━━━━━ Data supplied

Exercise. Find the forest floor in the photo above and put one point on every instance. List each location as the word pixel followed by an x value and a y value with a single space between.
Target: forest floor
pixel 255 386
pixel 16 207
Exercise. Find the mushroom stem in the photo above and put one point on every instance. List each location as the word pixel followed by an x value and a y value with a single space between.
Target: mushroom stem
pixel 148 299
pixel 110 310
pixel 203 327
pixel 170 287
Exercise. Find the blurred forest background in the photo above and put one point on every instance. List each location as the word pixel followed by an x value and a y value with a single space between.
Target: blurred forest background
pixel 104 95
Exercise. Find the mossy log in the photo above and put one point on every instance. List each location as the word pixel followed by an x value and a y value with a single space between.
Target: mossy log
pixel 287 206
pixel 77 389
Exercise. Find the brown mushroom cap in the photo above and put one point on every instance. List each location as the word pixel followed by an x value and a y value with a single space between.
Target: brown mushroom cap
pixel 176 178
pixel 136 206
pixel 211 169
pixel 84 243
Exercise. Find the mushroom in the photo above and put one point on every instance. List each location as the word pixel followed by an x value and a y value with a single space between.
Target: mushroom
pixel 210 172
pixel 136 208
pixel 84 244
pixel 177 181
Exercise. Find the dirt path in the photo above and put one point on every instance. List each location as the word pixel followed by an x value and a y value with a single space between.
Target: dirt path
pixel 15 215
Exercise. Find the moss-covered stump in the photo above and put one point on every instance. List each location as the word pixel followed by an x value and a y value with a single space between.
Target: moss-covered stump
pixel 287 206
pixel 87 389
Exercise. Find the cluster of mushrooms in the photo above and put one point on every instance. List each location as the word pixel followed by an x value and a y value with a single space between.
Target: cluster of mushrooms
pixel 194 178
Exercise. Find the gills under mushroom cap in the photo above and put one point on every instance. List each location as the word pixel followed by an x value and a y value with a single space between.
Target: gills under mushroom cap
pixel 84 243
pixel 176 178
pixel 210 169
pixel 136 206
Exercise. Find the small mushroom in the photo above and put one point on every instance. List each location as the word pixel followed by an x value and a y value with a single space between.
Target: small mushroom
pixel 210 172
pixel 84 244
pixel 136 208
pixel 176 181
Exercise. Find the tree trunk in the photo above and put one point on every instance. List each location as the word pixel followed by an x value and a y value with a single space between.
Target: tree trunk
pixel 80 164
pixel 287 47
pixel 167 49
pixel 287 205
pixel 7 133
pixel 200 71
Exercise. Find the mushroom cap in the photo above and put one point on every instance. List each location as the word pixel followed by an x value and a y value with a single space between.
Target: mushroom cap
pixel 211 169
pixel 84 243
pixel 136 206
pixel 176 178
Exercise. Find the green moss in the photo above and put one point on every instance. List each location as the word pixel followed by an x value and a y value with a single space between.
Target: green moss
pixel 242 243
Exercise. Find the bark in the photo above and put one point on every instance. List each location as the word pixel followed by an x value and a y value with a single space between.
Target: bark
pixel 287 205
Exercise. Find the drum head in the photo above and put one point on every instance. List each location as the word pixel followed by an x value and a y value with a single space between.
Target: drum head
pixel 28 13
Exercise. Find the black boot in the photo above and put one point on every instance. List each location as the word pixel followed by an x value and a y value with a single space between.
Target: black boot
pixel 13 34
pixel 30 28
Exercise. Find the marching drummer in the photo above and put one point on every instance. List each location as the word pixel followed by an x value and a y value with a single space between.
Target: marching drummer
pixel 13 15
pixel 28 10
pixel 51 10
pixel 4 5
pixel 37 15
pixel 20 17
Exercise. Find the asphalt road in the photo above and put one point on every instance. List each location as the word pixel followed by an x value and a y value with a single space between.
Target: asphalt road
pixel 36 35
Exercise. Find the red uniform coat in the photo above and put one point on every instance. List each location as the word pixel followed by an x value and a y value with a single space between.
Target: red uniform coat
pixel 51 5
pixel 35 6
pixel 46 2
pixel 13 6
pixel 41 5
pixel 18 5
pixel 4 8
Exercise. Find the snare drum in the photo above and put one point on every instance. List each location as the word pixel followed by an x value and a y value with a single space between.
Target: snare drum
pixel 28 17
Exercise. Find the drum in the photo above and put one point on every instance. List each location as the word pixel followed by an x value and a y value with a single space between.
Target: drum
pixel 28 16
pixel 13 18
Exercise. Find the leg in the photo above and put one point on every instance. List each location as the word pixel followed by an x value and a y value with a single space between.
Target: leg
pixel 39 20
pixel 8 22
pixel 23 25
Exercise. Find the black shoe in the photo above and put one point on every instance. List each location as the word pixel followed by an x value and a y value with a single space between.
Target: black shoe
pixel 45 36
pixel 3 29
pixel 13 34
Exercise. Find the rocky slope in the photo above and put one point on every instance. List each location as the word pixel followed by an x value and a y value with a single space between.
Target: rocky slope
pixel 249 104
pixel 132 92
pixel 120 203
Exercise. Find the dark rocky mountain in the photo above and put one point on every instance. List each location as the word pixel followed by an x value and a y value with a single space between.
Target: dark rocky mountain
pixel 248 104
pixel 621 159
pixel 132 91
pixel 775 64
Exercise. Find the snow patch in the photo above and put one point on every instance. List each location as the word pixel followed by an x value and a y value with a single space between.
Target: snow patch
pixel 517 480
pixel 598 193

━━━━━━━━━━
━━━━━ Data supplied

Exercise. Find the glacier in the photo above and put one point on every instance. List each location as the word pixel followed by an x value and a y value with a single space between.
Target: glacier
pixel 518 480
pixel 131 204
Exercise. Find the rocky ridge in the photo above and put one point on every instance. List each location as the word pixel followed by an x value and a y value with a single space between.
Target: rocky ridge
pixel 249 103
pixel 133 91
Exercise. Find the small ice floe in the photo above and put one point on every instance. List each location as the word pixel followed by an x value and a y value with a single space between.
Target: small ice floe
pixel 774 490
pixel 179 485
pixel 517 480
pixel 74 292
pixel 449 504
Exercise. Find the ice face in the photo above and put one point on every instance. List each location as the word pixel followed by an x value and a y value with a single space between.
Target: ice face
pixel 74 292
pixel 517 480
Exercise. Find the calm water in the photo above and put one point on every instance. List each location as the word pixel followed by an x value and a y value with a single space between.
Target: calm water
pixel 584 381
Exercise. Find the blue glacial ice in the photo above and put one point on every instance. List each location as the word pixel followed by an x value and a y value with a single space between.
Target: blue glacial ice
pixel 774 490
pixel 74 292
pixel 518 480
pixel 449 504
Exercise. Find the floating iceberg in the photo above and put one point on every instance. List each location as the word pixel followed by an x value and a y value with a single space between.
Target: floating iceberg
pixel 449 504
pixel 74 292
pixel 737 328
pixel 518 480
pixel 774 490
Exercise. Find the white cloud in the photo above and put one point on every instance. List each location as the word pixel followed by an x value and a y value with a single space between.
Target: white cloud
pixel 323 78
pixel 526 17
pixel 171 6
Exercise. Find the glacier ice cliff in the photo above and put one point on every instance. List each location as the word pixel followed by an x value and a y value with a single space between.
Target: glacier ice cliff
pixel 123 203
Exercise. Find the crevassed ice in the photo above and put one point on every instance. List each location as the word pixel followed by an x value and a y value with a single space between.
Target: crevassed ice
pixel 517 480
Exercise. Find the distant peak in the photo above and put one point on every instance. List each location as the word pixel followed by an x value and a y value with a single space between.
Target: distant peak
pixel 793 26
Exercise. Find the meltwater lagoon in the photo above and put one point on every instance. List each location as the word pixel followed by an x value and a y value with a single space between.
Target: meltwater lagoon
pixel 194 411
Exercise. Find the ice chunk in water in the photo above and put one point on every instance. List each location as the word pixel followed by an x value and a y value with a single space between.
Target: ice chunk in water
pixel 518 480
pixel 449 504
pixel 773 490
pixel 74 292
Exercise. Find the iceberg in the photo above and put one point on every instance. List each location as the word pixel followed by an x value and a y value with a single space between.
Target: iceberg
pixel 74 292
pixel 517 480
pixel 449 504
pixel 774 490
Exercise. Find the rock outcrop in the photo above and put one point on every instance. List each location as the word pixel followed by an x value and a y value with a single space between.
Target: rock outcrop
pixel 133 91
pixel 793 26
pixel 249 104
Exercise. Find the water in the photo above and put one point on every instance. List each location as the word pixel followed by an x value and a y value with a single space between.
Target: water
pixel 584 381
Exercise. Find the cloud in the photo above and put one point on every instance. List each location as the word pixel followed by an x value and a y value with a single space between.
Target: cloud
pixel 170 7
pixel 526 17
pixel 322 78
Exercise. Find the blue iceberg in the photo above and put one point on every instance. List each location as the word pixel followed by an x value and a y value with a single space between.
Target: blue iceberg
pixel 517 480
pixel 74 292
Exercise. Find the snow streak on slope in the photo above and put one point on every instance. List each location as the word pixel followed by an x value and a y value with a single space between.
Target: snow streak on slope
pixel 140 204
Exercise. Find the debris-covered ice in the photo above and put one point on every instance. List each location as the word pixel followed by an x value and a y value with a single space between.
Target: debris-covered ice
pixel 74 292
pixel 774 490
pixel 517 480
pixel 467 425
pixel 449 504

━━━━━━━━━━

** What is being asked **
Keeping every character as it is, restate the lines above that run from the line with "Target: water" through the line with "Exercise. Find the blue iceberg", both included, and nothing else.

** Result **
Target: water
pixel 584 381
Exercise. Find the cloud in the photo above and put one point on every instance. List each location as the word pixel followed by an x value and a y value with a single space between.
Target: cloud
pixel 170 7
pixel 526 17
pixel 322 78
Exercise. Find the blue iceberg in the photo above and put one point on every instance. List each location as the word pixel followed by an x value and a y value with a single space between.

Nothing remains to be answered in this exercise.